Restituisca identiche tutte le righe che vanno da quella contenente "Where within the image shown above has the ceiling fan ended" fino alla fine del materiale sottostante, estremi inclusi.

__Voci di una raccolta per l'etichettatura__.
•••

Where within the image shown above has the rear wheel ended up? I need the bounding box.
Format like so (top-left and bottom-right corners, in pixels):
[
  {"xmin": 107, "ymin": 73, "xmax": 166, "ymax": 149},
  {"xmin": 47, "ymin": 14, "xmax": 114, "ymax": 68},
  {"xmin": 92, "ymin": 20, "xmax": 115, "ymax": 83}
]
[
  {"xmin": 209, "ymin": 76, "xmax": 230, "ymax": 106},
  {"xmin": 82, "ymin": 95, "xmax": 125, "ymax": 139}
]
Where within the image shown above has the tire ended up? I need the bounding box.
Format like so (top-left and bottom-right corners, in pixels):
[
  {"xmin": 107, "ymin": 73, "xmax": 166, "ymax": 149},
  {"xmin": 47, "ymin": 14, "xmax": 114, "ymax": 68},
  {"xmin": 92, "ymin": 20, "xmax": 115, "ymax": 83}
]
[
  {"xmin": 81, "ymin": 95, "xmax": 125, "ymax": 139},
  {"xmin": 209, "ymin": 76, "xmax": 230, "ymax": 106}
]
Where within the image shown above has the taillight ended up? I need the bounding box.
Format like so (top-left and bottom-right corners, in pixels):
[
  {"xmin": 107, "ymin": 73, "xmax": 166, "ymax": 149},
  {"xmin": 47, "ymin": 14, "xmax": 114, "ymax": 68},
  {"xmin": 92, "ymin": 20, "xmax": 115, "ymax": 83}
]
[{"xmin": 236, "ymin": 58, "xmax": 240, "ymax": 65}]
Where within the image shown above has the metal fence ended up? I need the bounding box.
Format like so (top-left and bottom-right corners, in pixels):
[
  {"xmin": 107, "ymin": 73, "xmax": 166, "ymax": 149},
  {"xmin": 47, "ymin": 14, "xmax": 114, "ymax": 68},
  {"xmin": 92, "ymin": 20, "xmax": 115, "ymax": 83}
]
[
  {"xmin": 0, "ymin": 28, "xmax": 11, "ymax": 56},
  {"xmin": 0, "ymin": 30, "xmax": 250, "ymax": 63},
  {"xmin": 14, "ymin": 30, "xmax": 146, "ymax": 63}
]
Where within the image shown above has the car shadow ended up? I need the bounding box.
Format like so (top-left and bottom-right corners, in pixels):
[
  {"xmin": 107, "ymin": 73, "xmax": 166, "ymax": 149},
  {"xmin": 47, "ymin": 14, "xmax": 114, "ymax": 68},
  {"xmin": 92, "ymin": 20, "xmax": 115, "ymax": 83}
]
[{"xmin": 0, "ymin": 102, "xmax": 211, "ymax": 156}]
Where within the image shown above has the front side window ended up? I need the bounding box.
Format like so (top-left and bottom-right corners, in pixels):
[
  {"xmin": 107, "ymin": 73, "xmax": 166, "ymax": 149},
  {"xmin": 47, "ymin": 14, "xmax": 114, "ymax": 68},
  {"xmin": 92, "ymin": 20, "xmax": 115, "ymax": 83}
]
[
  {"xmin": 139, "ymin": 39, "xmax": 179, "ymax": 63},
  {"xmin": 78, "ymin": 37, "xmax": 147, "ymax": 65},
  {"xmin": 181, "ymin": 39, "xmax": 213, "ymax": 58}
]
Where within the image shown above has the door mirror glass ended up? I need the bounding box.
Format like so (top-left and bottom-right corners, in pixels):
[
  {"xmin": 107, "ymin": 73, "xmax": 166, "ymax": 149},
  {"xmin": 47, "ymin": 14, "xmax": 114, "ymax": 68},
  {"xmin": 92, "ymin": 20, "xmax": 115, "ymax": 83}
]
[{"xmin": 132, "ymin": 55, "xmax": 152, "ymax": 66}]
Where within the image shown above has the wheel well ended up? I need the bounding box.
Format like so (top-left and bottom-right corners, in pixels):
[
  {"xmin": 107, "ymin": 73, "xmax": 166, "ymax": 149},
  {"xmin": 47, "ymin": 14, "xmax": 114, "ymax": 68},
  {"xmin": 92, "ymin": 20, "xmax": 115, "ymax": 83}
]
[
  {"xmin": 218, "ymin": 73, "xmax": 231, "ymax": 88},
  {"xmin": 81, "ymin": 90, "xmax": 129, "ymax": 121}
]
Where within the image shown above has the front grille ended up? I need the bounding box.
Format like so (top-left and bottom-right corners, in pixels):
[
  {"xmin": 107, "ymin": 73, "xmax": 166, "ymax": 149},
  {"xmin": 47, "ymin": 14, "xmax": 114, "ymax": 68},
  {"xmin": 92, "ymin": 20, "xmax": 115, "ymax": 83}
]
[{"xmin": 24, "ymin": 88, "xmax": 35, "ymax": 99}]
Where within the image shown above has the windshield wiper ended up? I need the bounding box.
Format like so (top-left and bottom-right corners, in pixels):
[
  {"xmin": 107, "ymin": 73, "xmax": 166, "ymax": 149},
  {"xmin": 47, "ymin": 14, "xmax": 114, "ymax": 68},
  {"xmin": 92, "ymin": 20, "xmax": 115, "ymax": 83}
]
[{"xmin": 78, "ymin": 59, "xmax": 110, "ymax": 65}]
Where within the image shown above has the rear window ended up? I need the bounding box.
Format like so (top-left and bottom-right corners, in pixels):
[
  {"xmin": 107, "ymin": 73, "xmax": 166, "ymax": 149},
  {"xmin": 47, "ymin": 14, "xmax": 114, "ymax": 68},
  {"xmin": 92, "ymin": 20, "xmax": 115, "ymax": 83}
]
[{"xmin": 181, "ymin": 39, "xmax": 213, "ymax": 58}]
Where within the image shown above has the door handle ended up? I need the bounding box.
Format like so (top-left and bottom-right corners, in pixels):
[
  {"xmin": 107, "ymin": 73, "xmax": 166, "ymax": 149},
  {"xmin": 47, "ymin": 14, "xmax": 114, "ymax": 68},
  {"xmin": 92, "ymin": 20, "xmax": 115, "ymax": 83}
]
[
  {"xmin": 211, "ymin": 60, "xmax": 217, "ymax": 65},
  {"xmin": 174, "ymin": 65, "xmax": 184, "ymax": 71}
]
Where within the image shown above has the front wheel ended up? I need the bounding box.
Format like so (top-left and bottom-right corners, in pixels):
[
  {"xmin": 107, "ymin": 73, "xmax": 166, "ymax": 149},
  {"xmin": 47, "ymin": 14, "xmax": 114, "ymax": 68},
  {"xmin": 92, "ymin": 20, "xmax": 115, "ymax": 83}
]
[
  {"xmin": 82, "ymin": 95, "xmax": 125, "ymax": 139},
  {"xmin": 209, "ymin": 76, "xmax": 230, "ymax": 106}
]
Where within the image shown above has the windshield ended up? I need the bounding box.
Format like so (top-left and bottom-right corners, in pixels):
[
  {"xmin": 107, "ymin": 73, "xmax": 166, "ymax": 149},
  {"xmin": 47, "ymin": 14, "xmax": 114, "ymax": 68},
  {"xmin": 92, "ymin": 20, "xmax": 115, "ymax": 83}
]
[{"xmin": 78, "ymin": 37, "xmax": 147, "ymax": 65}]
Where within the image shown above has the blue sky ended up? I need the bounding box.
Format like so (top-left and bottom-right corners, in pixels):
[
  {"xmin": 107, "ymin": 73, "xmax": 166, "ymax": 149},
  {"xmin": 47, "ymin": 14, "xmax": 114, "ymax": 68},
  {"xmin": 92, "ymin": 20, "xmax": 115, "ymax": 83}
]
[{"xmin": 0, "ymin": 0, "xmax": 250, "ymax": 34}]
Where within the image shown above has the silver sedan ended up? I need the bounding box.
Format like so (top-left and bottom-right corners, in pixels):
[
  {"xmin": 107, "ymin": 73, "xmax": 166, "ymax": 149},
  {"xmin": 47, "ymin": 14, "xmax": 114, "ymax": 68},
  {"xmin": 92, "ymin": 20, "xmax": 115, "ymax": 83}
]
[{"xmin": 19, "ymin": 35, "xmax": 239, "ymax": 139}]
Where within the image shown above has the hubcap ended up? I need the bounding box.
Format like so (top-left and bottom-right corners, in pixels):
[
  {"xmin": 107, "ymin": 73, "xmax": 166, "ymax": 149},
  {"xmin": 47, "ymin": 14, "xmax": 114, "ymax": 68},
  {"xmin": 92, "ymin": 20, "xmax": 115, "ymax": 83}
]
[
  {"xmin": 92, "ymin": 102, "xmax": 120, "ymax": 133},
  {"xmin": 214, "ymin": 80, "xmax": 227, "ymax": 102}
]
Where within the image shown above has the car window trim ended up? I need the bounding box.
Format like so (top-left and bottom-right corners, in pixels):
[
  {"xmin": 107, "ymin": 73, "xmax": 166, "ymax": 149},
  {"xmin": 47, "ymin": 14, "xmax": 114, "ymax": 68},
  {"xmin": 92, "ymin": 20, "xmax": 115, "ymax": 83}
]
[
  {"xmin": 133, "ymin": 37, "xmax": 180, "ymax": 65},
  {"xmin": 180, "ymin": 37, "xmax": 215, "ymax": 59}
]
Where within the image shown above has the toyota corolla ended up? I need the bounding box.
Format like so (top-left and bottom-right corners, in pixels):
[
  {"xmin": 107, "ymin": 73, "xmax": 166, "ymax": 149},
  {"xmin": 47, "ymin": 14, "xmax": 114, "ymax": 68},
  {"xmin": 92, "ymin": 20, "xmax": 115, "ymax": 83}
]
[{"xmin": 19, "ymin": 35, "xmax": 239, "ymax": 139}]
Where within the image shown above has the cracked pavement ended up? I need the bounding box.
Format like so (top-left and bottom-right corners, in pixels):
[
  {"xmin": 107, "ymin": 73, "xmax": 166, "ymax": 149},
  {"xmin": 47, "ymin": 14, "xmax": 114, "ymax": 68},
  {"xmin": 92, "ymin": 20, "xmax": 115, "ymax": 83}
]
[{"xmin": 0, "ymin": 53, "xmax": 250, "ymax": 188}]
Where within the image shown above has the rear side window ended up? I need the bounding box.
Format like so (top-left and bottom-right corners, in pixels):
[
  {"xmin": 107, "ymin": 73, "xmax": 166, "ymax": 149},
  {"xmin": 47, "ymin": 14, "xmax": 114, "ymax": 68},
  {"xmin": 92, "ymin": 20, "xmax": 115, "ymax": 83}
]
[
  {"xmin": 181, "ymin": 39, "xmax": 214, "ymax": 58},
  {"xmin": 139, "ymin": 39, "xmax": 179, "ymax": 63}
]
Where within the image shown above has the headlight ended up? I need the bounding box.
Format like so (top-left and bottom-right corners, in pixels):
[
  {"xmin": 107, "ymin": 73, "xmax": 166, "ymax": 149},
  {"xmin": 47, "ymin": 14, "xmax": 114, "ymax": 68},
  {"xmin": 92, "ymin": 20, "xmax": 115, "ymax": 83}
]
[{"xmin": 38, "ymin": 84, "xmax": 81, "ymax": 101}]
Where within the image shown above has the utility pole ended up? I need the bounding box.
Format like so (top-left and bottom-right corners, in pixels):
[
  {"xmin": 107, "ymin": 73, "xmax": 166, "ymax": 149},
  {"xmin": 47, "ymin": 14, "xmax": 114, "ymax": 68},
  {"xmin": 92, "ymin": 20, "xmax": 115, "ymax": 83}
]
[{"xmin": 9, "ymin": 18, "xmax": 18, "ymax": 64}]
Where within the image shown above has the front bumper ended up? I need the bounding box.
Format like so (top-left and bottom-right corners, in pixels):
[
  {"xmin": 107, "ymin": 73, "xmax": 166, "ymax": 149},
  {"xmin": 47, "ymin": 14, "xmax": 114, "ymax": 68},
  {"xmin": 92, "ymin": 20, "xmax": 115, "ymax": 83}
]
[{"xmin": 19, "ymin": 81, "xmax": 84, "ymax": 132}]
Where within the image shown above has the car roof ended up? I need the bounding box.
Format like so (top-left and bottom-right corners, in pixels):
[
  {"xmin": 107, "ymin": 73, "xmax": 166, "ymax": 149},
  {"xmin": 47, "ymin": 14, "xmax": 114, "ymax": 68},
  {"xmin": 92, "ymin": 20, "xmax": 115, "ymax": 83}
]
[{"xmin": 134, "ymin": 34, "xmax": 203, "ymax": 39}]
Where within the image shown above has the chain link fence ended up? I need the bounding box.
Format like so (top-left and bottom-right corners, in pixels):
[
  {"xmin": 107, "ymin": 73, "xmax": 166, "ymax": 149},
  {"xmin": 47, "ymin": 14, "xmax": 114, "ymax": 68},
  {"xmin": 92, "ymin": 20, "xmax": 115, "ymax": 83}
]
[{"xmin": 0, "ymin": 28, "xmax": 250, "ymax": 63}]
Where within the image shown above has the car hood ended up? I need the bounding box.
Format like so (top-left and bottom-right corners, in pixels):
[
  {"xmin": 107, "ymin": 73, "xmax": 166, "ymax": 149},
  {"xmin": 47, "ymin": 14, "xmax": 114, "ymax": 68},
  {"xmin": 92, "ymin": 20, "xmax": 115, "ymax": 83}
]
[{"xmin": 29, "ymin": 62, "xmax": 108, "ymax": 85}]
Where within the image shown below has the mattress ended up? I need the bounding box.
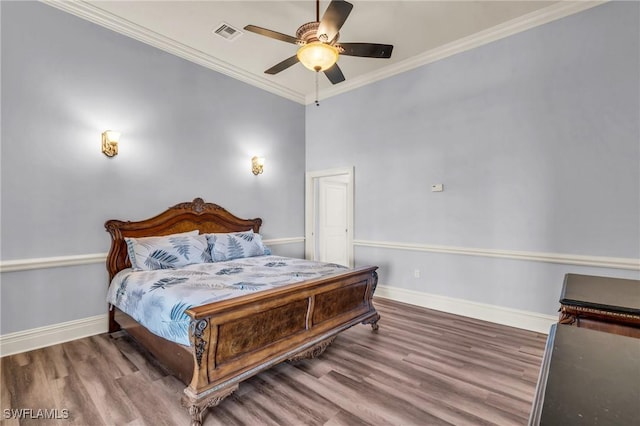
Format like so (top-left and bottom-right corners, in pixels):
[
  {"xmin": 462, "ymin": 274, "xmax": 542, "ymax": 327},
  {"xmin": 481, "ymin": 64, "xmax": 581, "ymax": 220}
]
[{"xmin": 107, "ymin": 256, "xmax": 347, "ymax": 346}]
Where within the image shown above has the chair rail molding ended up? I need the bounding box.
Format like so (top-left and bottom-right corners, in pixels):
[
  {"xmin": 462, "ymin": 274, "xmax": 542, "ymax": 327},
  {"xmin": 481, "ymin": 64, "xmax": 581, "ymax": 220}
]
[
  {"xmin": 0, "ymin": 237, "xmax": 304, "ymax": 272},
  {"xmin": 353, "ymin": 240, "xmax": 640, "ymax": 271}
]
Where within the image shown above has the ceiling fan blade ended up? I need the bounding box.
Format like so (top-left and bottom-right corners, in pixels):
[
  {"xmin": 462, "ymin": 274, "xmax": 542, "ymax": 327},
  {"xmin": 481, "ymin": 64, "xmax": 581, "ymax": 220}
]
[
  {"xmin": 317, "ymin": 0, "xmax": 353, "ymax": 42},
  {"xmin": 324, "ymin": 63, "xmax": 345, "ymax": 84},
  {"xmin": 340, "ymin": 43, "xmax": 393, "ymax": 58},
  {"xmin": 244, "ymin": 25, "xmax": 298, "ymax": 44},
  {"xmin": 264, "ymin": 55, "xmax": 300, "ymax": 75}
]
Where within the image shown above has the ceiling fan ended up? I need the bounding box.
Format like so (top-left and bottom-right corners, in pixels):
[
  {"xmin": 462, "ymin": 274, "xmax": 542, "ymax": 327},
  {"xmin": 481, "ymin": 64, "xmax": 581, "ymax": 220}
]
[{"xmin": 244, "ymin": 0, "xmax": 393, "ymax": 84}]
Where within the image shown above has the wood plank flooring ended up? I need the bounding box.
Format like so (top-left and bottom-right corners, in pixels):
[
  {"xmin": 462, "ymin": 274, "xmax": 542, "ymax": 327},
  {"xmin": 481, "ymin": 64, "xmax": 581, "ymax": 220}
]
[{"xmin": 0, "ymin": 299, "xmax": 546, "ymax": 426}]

•••

__Risposta scritta__.
Where within the image shown above has the ceiling fan ended up? I need the bounding box.
Format like so (top-left and bottom-right corners, in pixels):
[
  {"xmin": 462, "ymin": 274, "xmax": 542, "ymax": 327},
  {"xmin": 481, "ymin": 64, "xmax": 581, "ymax": 220}
]
[{"xmin": 244, "ymin": 0, "xmax": 393, "ymax": 84}]
Where within the image shown above has the wood plank flooring ended up? I need the bounding box.
Format like so (top-left and bottom-right corners, in pixels):
[
  {"xmin": 462, "ymin": 274, "xmax": 542, "ymax": 327},
  {"xmin": 481, "ymin": 64, "xmax": 581, "ymax": 220}
]
[{"xmin": 0, "ymin": 299, "xmax": 546, "ymax": 426}]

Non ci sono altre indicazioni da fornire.